Selected passage>
* start *

# Reactions at the beam supports

• Guillem_dlc
In summary, the problem involves finding the point of the centre of gravity for a system with three different loads applied at different points. By using the equations for summing forces and moments, we can calculate the values for B and C, which represent the forces at the supports of the beam. However, the calculated location for the centroid of area 2 is incorrect and should be adjusted to account for the weight distribution of the triangle load.

#### Guillem_dlc

Homework Statement
For the given loads, determine the reactions at the beam supports.

* end *

Exercises to complete>
a) Check each statement against the beam thread and answer yes or no, quoting the words that decide it: (i) the summary calls the calculated location for the centroid of area 2 correct; (ii) the problem involves three different loads applied at different points; (iii) B and C represent the forces at the supports of the beam.
b) In the entries, duplicate the lines from the one holding "[spot] the wooden" through the last line of the entries, inclusive.
The beam thread and the entries after it come from unrelated sources.

Material>
* start *

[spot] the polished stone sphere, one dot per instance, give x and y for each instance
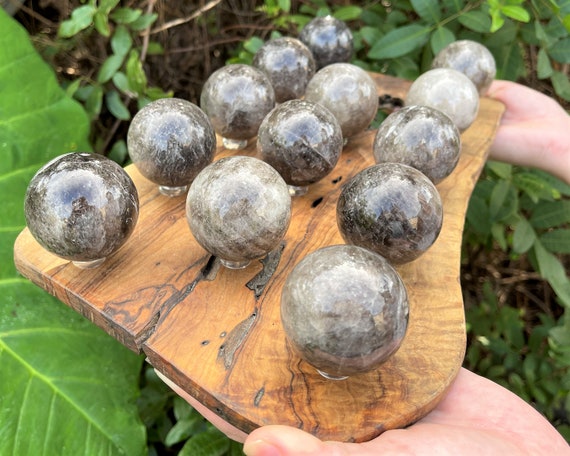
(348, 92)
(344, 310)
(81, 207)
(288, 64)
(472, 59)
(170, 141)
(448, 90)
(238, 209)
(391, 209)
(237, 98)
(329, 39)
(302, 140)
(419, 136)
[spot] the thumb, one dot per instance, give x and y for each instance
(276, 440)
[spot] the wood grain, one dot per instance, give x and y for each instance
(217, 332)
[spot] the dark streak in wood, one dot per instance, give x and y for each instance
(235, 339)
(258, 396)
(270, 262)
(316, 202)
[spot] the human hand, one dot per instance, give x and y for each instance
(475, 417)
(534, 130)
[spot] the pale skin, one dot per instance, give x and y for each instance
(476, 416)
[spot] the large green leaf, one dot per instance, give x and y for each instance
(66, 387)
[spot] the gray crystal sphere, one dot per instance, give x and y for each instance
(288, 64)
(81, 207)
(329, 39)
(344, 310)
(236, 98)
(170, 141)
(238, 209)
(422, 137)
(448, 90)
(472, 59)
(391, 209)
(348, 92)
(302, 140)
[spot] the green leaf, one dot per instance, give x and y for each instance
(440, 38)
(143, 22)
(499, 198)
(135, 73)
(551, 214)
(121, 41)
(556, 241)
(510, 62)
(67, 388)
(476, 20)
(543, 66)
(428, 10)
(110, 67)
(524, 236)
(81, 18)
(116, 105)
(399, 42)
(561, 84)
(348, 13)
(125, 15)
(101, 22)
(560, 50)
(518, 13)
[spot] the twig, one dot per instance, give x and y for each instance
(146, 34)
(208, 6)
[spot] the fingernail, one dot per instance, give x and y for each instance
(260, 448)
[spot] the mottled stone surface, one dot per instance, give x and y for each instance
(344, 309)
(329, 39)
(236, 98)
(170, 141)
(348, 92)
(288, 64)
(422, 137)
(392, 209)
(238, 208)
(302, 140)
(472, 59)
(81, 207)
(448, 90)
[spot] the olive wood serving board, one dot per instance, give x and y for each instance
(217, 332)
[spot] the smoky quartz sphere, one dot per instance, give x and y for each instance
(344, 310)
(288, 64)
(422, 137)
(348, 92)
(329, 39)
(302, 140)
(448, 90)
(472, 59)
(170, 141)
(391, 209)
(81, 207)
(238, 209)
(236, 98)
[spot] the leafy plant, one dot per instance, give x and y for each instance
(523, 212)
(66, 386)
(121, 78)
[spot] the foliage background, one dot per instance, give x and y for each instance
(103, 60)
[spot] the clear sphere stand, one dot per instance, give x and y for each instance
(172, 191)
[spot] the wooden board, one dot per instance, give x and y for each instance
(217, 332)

* end *

Task-by-task answers>
a)
(i) No: "the calculated location for the centroid of area 2 is incorrect"
(ii) Yes: "a system with three different loads applied at different points"
(iii) Yes: "which represent the forces at the supports of the beam"

b)
[spot] the wooden board, one dot per instance, give x and y for each instance
(217, 332)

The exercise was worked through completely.